■ Description of the task: Quote the records in full and leave their pictures out.

■ Exercise inputs:
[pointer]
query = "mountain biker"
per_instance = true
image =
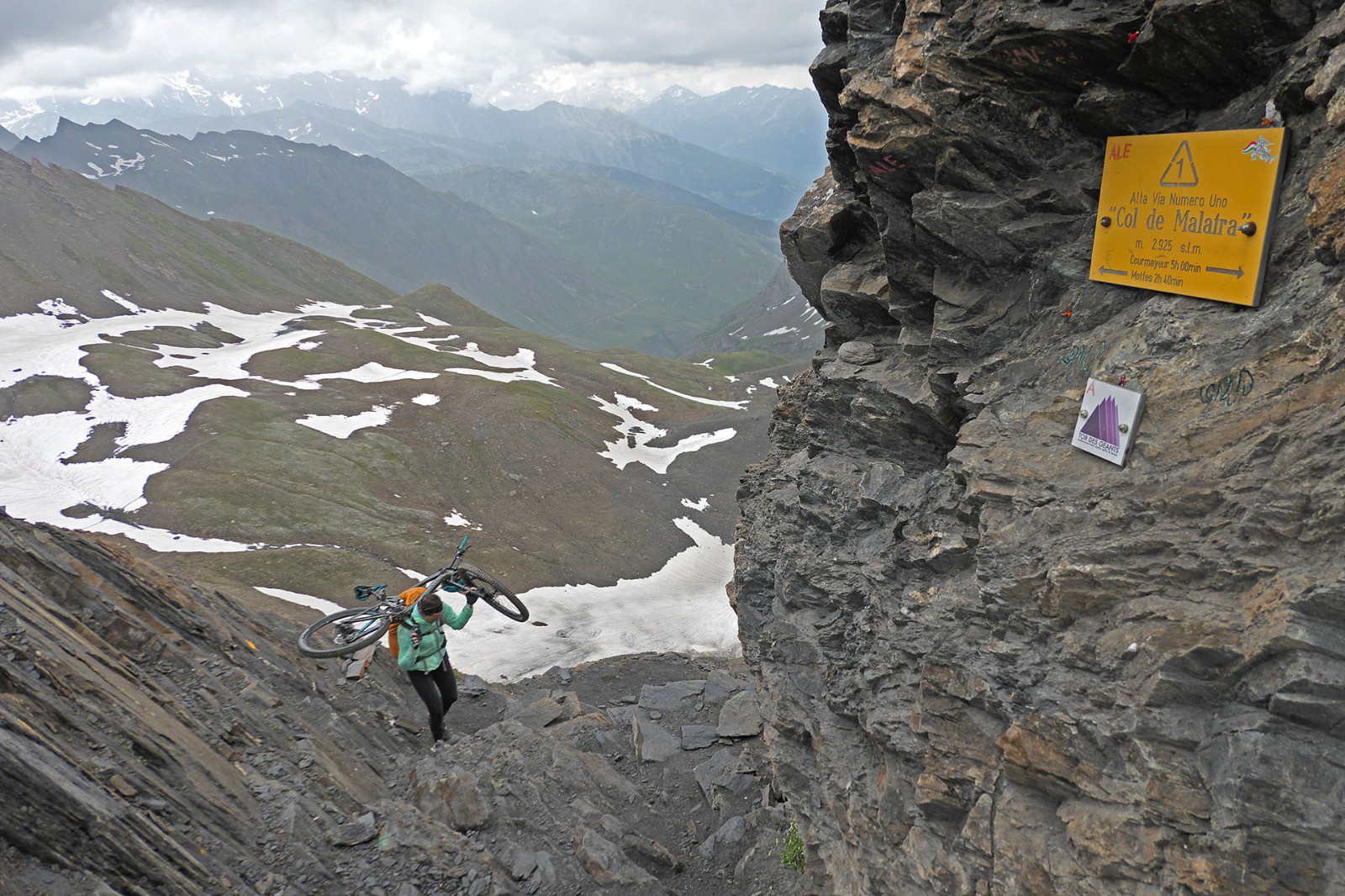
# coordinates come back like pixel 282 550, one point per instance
pixel 421 654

■ Correct output:
[pointer]
query = "mountain biker"
per_instance = true
image =
# coordinates come back like pixel 282 550, one point per instance
pixel 421 654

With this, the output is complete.